** Begin READING TEXT **
As a child in the late '80s, I quickly learned that littering was bad. My baby-boomer parents had witnessed the rise of fast food, plastics and a disposable culture and while far from environmental crusaders, they knew right from wrong. The over-consumptive decade of the 1980s was starting to show its pollutive ugly side, prompting governments the world over to launch anti-littering campaigns. "Do the Right Thing" was the catchline in Australia and New Zealand while the U.K. stuck with its time-honoured "Keep Britain Tidy" slogan, spearheaded by the environmental charity of the same name. "Keep America Beautiful" was still getting plenty of value out of perhaps the most famous anti-littering TV commercial starring Italian-American actor Iron Eyes Cody a.k.a. "The Crying Indian." I learned this week that the Crying Indian advertisement was actually a sly form of propaganda initiated by silent corporate backers (including Coca-Cola) to deflect attention from the proliferation of disposable items created by the beverage and packaging industries. Environmental protesters in the States wanted to hold industry accountable in the '70s for packaging that was depleting natural resources and creating a solid-waste crisis. "Keep America Beautiful" countered with a crying Indian and a tagline of "People start pollution. People can stop it." to shift the focus back to consumers. It worked.

While chucking packaging out of the backseat car window was absolutely out of the question in my family's station wagon, organics were more or less game on. I defenestrated apple cores, banana peels, bread crusts, even chewing gum blobs, all with a clear conscience. But like with most politically incorrect actions these days—sipping through plastic straws and lighting Tiki Torches—I'm a little more mindful about where my spent food and organic waste ends up. I diligently compost at home, but I've started to bring a dedicated receptacle for food waste with me outside to avoid it ending up on the trails, in the highway ditches and buried next to the skin tracks. I mostly do this on account of the wildlife. We want to avoid human-bear conflicts (especially with the encroaching grizzlies in the Whistler alpine), so don't give them a reason to wander several kilometres over to where humans like to hang out or within a stone's throw of speeding highway traffic.
** End READING TEXT **
* [WRITTEN EXERCISE 1]:
List each line of the records that contains the string "blurred", matching case exactly.
The text and the records are unrelated to each other.
** Begin DATASET ENTRIES **
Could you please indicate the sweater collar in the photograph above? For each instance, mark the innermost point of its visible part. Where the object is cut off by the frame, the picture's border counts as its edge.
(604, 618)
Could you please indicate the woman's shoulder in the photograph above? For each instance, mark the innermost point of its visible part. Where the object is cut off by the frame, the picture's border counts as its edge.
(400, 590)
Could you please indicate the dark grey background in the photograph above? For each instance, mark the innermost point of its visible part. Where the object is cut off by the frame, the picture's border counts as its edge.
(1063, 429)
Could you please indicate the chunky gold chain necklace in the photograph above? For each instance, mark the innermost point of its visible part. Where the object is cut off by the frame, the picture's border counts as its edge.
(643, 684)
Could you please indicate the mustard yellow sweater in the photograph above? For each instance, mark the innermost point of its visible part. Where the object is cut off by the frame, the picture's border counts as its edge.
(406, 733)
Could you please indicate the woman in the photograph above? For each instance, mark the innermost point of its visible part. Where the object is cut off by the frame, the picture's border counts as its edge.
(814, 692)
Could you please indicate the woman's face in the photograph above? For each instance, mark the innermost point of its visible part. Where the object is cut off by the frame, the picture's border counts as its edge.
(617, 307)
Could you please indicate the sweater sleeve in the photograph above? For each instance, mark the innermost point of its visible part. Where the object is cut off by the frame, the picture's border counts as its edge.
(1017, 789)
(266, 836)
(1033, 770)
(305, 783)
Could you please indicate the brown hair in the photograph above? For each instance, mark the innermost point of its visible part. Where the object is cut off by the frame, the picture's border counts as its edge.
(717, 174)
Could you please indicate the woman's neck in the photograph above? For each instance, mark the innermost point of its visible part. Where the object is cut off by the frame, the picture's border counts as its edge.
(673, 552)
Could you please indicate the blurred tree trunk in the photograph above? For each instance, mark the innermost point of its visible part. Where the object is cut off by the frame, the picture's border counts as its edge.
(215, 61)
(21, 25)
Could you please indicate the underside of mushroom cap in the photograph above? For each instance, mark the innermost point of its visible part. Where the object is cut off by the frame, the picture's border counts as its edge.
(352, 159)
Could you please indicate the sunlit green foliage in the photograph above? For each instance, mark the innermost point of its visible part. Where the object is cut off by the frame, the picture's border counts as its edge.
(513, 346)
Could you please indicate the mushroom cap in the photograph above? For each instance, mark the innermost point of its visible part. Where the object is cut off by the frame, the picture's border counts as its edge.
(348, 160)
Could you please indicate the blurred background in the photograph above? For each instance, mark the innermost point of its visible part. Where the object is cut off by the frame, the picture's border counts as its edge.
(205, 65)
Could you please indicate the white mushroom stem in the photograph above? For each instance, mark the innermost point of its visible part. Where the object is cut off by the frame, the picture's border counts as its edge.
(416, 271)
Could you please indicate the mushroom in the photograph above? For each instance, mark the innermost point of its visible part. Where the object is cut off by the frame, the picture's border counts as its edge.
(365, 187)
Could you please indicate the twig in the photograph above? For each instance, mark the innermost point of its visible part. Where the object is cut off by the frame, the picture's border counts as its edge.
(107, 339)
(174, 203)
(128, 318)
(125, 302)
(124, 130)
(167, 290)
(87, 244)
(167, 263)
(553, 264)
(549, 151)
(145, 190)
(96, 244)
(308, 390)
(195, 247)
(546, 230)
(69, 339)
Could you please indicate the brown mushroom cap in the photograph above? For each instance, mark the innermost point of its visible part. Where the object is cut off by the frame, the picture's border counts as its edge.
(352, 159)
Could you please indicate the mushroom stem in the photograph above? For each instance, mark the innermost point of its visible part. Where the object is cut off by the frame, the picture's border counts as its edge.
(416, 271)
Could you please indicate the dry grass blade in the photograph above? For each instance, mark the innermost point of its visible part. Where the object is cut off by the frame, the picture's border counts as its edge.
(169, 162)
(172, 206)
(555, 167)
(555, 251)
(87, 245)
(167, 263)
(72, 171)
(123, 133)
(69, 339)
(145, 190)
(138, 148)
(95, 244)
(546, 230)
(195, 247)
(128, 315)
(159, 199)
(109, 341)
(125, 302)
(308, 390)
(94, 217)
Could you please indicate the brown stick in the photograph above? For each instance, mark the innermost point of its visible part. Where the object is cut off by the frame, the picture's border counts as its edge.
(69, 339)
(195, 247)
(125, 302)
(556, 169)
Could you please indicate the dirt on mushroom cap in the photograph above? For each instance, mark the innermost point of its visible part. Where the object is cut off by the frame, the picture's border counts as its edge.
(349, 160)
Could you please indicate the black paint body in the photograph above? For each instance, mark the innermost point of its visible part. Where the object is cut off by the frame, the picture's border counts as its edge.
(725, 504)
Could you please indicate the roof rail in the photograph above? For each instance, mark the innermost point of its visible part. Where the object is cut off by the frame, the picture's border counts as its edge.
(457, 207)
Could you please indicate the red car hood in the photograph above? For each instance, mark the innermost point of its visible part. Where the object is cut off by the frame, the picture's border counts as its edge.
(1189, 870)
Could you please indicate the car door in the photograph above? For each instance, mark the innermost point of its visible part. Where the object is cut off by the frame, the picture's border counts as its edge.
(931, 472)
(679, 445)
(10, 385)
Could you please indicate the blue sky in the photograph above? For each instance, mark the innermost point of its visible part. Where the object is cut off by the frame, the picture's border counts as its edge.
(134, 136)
** End DATASET ENTRIES **
* [WRITTEN EXERCISE 2]:
Name every food scrap that the writer of the littering piece admits to throwing out of the family's station wagon.

* [RIGHT ANSWER 1]:
Could you please indicate the blurred tree trunk in the photograph above? For each instance, mark the innermost point of its visible part. Where the object is cut off by the frame, the picture's border counts as its edge.
Could you please indicate the blurred background in the photograph above? For each instance, mark the innermost point of its visible part. Where the object is cut off by the frame, the picture's border counts as its edge.

* [RIGHT ANSWER 2]:
- apple cores
- banana peels
- bread crusts
- chewing gum blobs